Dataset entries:
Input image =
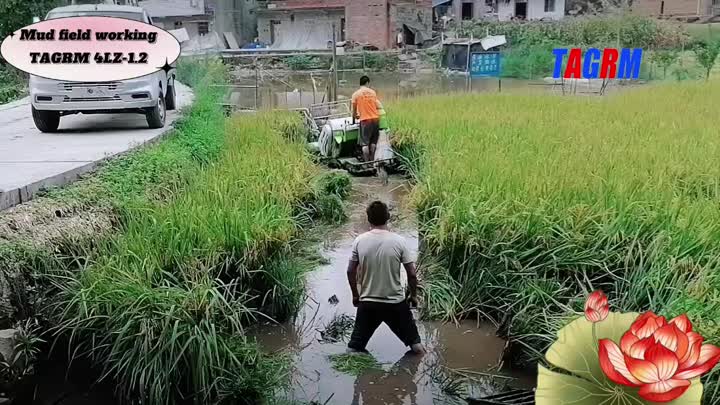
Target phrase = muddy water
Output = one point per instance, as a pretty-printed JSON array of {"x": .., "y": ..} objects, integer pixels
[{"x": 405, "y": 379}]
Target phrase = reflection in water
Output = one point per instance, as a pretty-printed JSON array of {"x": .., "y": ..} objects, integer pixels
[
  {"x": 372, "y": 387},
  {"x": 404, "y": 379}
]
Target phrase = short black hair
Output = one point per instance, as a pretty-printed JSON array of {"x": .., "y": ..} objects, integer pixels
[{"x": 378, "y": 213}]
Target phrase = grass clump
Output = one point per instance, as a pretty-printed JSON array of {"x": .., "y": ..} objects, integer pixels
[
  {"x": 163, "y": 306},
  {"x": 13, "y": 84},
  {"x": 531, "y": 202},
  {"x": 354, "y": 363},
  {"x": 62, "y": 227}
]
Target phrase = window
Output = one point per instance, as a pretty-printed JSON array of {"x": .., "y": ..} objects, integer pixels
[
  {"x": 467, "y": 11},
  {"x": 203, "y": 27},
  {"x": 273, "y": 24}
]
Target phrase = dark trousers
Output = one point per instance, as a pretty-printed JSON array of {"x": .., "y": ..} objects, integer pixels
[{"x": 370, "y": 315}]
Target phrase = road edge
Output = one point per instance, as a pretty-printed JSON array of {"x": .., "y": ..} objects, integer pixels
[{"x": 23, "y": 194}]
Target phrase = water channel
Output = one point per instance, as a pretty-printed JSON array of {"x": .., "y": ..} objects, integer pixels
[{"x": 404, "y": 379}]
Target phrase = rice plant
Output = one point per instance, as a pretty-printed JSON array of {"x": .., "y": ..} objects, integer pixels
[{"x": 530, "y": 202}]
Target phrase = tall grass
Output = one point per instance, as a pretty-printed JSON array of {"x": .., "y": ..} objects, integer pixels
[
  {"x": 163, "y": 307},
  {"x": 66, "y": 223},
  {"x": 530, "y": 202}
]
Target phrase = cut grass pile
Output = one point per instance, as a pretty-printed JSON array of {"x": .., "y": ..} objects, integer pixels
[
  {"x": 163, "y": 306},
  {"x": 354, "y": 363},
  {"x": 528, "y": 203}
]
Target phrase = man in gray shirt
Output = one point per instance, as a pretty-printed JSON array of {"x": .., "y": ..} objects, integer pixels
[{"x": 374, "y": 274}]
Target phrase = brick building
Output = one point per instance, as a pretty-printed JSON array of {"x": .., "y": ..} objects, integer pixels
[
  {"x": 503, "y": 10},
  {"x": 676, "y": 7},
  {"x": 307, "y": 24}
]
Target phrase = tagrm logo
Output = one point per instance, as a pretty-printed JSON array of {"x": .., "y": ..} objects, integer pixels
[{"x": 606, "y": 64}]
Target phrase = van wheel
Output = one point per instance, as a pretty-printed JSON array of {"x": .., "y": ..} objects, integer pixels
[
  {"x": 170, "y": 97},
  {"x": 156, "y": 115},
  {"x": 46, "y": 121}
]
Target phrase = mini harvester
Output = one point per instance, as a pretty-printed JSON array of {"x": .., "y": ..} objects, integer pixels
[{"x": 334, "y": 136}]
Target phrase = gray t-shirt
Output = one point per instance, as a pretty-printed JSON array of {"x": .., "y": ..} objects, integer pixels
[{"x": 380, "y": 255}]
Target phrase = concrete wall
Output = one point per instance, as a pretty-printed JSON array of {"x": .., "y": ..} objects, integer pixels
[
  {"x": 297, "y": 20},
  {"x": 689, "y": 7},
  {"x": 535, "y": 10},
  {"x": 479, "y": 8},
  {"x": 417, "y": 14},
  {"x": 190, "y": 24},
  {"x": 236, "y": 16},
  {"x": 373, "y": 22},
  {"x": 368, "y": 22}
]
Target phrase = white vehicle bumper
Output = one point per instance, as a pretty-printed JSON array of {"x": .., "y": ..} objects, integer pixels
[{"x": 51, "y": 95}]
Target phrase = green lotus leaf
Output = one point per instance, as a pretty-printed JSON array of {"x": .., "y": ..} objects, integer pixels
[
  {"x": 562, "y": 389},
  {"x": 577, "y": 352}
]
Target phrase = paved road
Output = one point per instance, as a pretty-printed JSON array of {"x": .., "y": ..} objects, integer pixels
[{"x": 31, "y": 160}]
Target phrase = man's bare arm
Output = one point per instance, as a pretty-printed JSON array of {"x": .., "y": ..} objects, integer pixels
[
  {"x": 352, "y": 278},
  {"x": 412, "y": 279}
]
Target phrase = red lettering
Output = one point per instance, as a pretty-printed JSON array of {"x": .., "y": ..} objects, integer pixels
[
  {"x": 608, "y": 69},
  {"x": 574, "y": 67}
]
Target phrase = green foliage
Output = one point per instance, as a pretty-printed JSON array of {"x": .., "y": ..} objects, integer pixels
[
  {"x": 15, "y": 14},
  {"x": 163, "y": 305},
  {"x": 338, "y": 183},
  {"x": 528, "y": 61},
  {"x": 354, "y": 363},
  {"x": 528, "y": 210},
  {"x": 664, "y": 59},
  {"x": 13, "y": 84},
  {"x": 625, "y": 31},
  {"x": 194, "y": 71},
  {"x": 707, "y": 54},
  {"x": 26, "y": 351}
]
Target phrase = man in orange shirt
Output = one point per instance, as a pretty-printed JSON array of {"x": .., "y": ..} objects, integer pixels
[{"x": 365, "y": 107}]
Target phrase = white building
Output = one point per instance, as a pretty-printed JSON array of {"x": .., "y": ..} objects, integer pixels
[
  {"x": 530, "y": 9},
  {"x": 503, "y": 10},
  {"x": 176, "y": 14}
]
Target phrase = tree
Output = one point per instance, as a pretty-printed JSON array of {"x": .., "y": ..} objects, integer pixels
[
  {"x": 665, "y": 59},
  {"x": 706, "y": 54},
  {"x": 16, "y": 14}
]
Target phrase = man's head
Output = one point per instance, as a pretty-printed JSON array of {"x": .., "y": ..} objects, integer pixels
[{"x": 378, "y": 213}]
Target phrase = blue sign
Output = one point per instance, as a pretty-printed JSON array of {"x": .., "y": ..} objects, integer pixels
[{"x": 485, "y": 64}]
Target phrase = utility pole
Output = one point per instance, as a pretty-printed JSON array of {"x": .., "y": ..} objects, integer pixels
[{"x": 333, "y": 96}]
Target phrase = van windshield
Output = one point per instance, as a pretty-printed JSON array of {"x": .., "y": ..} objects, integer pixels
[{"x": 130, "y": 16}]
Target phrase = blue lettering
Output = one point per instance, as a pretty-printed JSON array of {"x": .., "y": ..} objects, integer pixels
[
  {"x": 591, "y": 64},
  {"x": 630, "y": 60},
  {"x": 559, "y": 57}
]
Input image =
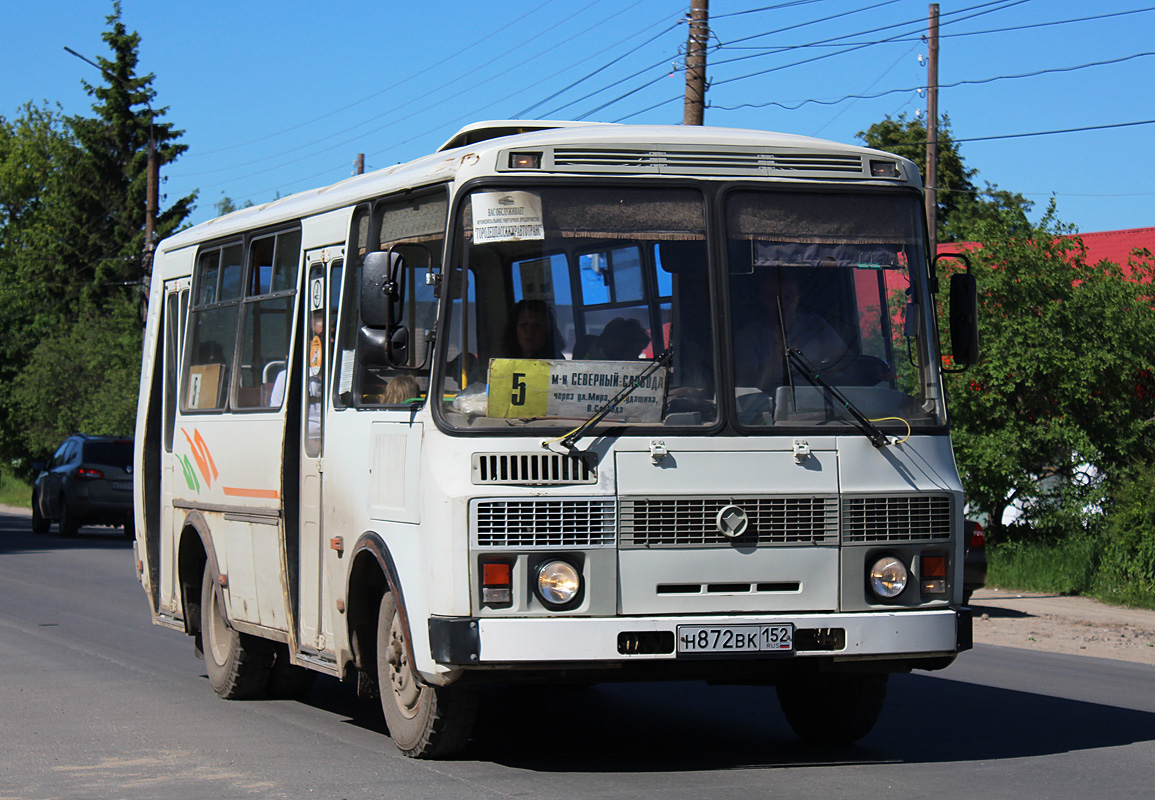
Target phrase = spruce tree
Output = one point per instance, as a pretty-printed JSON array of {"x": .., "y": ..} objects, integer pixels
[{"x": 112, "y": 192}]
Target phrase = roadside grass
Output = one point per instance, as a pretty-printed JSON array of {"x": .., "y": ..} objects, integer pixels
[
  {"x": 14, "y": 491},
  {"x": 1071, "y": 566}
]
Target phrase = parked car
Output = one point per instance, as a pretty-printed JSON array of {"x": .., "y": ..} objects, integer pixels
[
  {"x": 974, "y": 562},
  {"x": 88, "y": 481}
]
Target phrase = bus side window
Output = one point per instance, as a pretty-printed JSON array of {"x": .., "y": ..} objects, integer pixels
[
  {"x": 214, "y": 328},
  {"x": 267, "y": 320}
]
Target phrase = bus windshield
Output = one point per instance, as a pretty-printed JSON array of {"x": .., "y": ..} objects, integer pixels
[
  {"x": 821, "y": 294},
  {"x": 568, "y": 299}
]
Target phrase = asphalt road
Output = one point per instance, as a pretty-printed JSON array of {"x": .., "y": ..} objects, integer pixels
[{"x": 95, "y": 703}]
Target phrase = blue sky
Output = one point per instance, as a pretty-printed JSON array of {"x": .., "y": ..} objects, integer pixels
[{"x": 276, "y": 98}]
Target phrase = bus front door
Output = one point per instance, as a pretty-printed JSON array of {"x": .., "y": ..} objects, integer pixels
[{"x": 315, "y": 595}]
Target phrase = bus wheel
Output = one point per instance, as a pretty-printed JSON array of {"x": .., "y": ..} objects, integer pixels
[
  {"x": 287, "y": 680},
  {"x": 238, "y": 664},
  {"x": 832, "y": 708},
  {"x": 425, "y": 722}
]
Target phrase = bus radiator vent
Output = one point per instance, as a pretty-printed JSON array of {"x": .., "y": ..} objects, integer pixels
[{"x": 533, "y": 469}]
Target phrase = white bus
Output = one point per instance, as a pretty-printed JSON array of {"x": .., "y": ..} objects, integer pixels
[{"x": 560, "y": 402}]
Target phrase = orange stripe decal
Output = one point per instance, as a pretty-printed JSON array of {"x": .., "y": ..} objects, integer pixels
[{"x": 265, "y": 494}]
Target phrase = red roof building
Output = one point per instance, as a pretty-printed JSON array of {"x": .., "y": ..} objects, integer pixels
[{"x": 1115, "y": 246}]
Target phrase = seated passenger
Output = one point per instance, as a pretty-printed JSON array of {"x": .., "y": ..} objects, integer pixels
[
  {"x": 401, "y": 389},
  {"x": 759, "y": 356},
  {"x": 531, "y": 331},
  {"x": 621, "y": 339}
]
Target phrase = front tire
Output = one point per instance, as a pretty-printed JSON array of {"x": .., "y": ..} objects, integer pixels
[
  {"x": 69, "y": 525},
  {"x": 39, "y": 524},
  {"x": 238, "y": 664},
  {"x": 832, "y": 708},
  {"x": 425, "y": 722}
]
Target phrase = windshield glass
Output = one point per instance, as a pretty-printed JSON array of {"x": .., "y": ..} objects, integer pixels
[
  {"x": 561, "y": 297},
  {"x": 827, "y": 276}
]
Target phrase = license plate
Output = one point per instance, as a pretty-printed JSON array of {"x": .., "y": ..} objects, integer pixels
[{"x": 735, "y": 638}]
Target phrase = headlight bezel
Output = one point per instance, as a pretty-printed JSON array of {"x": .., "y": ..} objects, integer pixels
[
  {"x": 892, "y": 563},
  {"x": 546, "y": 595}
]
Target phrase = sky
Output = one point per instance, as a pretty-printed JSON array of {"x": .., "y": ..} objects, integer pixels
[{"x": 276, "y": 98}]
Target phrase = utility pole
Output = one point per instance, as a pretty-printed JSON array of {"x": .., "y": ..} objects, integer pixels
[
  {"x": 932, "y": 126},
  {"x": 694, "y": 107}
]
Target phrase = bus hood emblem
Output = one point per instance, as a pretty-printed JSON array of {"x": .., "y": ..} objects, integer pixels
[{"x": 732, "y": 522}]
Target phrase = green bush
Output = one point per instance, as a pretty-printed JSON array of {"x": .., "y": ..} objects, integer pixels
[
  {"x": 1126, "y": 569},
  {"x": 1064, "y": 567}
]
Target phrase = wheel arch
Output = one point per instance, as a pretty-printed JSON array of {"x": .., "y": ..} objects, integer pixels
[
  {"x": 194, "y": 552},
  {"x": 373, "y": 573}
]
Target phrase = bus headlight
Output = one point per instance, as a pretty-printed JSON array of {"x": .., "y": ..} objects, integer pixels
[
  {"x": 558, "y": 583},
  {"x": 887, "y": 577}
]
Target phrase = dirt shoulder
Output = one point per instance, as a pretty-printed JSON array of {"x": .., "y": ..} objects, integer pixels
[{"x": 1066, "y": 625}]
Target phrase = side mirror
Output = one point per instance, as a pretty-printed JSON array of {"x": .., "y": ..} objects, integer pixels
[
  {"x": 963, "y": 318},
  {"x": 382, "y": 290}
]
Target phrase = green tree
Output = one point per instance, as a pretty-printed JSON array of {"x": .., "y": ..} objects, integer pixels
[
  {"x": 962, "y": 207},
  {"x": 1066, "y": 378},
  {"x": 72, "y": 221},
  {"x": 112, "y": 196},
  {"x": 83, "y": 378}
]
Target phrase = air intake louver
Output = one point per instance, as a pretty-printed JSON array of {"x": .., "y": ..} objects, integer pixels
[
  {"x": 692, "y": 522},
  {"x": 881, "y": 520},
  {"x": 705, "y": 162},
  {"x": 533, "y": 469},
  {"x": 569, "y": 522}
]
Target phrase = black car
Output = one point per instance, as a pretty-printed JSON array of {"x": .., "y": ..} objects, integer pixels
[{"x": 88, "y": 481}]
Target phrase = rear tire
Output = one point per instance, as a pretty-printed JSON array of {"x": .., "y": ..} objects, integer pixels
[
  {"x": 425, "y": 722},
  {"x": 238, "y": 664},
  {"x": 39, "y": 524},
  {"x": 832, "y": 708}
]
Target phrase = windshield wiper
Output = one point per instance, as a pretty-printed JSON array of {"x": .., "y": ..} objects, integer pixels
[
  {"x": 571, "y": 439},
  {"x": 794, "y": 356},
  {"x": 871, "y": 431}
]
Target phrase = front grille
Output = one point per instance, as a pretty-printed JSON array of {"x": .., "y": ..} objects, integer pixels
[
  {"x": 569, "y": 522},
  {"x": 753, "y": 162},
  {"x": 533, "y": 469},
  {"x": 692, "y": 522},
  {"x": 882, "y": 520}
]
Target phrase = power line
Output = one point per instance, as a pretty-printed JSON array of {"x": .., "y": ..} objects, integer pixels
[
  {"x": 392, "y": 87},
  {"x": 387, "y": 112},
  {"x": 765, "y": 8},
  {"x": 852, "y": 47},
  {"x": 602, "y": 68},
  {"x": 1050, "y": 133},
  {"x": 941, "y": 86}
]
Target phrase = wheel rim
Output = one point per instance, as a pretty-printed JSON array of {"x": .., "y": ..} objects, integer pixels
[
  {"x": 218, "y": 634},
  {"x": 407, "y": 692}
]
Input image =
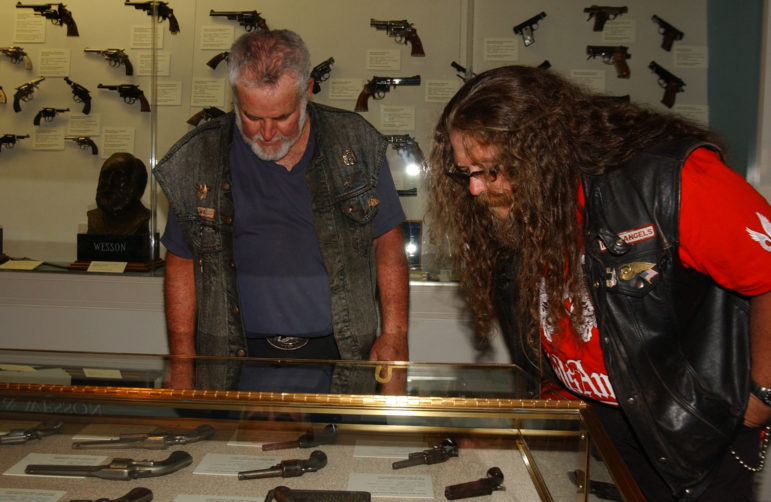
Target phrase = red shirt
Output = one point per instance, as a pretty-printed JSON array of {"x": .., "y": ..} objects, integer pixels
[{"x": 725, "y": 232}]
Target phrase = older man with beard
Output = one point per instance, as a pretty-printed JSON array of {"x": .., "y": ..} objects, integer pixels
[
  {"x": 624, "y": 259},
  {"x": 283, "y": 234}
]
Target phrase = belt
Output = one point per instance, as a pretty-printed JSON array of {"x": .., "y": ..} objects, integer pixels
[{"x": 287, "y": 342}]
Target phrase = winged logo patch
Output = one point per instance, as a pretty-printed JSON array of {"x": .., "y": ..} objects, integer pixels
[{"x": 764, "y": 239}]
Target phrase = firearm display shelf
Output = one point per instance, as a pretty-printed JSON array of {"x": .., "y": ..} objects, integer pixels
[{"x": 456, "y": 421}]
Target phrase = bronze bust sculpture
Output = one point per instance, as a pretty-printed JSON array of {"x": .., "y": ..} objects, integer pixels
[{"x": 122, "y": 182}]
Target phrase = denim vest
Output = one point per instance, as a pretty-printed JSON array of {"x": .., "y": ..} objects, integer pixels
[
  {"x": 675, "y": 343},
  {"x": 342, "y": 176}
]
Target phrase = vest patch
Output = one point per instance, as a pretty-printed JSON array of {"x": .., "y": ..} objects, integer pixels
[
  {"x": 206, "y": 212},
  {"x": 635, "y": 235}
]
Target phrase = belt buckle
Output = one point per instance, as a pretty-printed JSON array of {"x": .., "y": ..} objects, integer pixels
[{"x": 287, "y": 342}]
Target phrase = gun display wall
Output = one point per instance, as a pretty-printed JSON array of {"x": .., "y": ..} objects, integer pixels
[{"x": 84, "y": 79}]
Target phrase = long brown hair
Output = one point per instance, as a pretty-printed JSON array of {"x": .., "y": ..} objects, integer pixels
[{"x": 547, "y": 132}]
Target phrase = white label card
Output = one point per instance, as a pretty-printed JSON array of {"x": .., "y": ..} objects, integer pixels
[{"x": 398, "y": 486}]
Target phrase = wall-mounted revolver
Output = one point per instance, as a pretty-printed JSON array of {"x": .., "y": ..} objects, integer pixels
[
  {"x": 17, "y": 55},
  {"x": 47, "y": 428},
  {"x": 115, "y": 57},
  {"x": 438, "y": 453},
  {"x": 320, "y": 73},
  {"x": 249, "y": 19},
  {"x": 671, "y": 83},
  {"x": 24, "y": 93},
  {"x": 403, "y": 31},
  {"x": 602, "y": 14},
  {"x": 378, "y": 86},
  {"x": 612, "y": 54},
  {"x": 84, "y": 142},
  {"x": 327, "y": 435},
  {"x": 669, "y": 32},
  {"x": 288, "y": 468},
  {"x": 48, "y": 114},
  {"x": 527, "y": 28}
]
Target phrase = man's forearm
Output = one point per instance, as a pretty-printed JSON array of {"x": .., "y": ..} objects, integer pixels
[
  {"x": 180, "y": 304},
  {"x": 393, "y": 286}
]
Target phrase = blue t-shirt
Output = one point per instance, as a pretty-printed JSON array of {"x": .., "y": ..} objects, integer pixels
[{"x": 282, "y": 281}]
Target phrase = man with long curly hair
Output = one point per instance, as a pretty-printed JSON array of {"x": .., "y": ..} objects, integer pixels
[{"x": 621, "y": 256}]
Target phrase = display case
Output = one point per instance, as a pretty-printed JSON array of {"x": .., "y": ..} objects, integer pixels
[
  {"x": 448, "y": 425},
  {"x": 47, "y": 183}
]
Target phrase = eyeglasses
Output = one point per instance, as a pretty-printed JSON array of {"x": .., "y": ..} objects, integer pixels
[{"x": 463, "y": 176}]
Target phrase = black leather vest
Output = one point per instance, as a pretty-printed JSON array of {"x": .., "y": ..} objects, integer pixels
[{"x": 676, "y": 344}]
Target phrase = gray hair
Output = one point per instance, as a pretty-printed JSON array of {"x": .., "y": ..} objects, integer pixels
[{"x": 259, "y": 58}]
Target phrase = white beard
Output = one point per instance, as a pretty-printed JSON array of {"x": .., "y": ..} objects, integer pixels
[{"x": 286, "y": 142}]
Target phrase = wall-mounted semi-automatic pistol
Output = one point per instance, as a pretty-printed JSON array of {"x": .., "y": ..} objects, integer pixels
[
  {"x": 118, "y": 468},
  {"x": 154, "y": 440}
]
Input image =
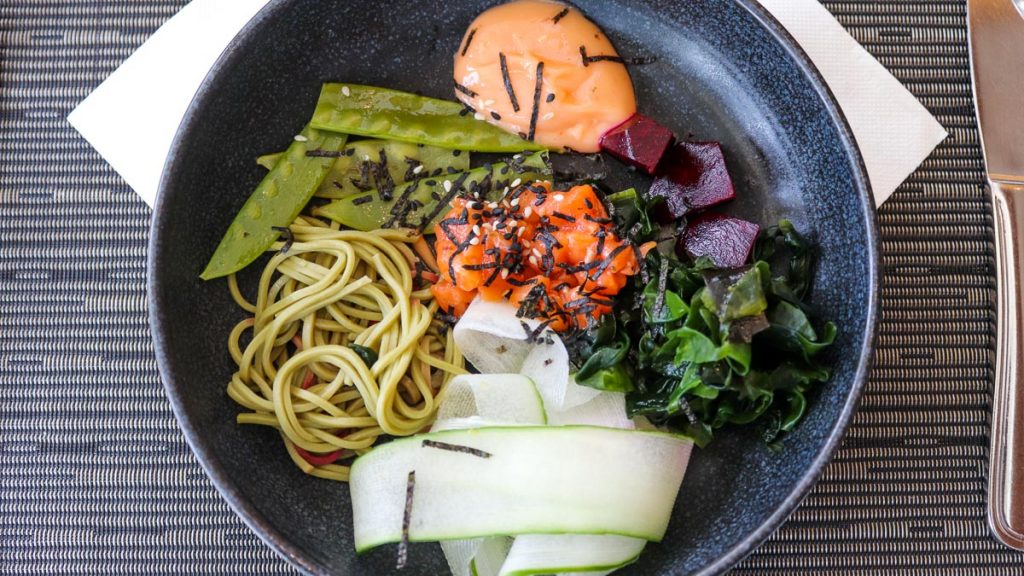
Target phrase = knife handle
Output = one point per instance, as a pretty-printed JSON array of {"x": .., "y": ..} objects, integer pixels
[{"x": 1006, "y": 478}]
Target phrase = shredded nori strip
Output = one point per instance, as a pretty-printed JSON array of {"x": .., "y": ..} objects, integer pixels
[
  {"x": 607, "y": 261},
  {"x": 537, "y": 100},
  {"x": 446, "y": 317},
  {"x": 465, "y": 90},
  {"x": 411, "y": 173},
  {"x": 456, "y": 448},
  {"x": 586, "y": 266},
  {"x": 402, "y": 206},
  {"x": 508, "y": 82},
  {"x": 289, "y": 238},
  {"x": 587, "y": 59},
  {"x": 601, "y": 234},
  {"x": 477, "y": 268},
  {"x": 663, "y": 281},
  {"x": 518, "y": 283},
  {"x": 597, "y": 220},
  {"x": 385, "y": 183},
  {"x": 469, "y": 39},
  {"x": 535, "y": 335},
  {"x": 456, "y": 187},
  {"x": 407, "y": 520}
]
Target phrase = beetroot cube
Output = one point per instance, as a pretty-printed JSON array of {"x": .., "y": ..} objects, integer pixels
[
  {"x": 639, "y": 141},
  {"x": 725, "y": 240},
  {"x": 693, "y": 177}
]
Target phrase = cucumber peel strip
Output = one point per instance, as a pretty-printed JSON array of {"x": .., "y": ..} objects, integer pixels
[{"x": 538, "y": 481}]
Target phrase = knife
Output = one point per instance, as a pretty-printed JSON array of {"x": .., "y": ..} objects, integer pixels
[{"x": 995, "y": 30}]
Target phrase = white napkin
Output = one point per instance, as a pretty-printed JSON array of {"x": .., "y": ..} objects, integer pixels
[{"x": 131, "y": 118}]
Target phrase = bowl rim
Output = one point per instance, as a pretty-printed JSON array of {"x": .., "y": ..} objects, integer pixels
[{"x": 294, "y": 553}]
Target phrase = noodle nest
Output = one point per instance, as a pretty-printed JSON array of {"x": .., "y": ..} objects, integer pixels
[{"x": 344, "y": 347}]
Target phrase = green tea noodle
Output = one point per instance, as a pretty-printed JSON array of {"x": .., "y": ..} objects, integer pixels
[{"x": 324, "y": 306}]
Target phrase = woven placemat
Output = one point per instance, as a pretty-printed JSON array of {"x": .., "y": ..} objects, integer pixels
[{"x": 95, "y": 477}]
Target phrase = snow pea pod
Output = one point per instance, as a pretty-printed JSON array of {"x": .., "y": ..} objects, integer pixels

▸ Activity
The answer should be one number, namely how many lines of the entries above include the string "front".

▸ Solution to this problem
3